** BEGIN **
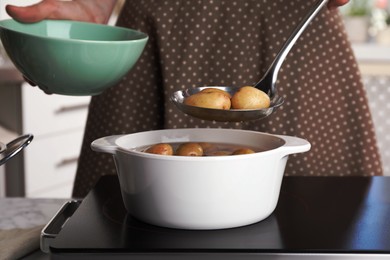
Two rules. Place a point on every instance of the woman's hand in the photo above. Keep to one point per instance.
(85, 10)
(333, 4)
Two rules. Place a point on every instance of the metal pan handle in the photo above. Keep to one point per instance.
(55, 225)
(14, 147)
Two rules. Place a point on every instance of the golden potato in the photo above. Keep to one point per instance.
(243, 151)
(216, 90)
(211, 99)
(189, 149)
(221, 153)
(162, 148)
(250, 98)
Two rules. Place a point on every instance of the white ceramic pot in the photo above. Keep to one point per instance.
(212, 192)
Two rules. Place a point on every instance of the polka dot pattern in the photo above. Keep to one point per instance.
(231, 42)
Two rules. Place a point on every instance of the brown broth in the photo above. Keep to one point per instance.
(209, 148)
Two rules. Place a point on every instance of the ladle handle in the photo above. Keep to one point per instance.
** END **
REQUIRED TASK -> Reproduce all of the rows above word for word, omitting the picture from your reproduction.

FULL RESPONSE ->
Two rules. Place a point on every instance of the woman's hand in the photo above. Keep to one point per instance.
(85, 10)
(333, 4)
Two rules. Place a point on every instance of the metal pan handle in the photo above. Keep to one point per instance.
(55, 225)
(14, 147)
Two rules. Place a point on every instance of the golden potato in the photo above. Keep to one point per instance.
(243, 151)
(216, 90)
(211, 99)
(189, 149)
(221, 153)
(162, 148)
(250, 98)
Two rules. Place a point on every instance of the white ceramic pot in the photo above. Keep to one point per instance.
(212, 192)
Two rules. Place a point on every instance of the polka dot pattern in the photo above. Keep to one point per instance.
(231, 42)
Two rules. Place a point on every instance of the brown broth in the photo above. Keep to one point per instance.
(209, 148)
Two rules. Place a point on every instance of the ladle handle in the photo above. Keep to one point per instance.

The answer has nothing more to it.